EXTRACT PROVIDED.

KNOXVILLE, Tenn. (WATE) — 2020 saw the highest firearm homicide rate in more than 25 years with a historic increase of 35% in the firearm homicide rate, the Centers for Disease Control said in a report released Tuesday.

The CDC released an analysis looking a the changes in firearm homicide and suicide rates in the United State from 2019 to 2020. In addition to an increase in the firearm homicide rate, researchers with the CDC found disparities by race/ethnicity and poverty level widened.

According to the analysis, firearms were involved in 79% of all homicides and 53% of all suicides in 2020. Firearm homicide rates increased across all age groups with the highest rates and increases seen among those 10-44 years old. Overall, firearm homicide rates are highest among males, adolescents, young adults, and non-Hispanic Black and non-Hispanic American Indian and Alaska Native people. Larger increases in the homicide rates were also seen in counties with higher poverty levels.

The overall firearm suicide rate remained nearly level between 2019 and 2020, however, an increase was seen in people 10-24 and 25-44 years old. This increase was offset by a decrease among those 45-64 years old. When looking at age, sex and race/ethnicity simultaneously, firearm suicide rates increased the most among non-Hispanic, American Indian or Alaska Native males aged 10–44. The analysis also found that rates were highest at the highest poverty level and lowest at the lowest poverty level.

“The tragic and historic increase in firearm homicide and the persistently high rates of firearm suicide underscore the urgent need for action to reduce firearm-related injuries and deaths,” said CDC Director Rochelle Walensky, M.D., M.P.H. “By addressing factors contributing to homicide and suicide and providing support to communities, we can help stop violence now and in the future.”

The CDC said a “comprehensive approach is needed to help reduce firearm-related deaths”. In a release, the CDC suggests using strategies focusing on underlying conditions to reduce disparities and the risk for violence while strengthening protective factors at the individual, family, and community levels.

“Firearm deaths are preventable—not inevitable—and everyone has a role to play in prevention,” said Debra Houry, M.D., M.P.H, CDC acting principal deputy director and director, CDC’s National Center for Injury Prevention and Control. “Resources like CDC’s violence prevention technical packages and surveillance systems can give leaders tools to lay the foundation for healthier and safer communities.”

ACTION ITEM. From the article on 2020 firearm death rates, extract the passage from "KNOXVILLE, Tenn. (WATE)" up to and including "poverty level widened.", copying it word for word.

SUPPLIED RECORDS.
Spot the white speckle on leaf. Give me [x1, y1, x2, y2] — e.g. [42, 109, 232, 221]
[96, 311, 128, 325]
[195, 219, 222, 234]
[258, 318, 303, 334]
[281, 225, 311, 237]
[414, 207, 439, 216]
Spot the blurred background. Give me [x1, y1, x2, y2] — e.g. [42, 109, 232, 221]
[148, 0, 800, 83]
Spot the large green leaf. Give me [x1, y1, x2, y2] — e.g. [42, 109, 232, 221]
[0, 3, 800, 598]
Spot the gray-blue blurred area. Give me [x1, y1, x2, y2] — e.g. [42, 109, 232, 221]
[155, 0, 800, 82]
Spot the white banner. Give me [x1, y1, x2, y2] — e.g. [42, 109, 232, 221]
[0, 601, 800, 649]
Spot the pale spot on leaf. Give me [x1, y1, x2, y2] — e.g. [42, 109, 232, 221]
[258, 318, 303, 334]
---
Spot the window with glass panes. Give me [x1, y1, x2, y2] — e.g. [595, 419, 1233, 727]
...
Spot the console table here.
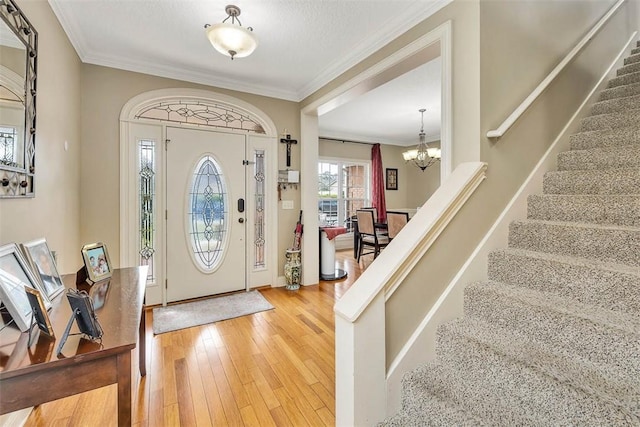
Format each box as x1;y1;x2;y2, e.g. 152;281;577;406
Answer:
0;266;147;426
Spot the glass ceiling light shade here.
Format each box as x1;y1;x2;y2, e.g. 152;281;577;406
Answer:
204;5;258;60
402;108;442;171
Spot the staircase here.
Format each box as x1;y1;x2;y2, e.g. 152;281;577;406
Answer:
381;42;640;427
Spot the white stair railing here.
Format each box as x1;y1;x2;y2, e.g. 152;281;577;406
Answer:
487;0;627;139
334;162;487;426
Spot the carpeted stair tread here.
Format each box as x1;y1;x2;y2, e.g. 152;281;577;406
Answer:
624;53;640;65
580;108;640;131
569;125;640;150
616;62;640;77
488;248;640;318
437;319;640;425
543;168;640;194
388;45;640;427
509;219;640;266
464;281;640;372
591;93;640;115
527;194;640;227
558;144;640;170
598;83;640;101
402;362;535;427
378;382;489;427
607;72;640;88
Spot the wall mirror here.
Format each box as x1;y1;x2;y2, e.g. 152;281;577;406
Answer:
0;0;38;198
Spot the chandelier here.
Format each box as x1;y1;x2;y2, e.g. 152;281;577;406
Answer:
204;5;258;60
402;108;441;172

RESPONSE BELOW.
KNOXVILLE, Tenn. (WATE) — 2020 saw the highest firearm homicide rate in more than 25 years with a historic increase of 35% in the firearm homicide rate, the Centers for Disease Control said in a report released Tuesday.

The CDC released an analysis looking a the changes in firearm homicide and suicide rates in the United State from 2019 to 2020. In addition to an increase in the firearm homicide rate, researchers with the CDC found disparities by race/ethnicity and poverty level widened.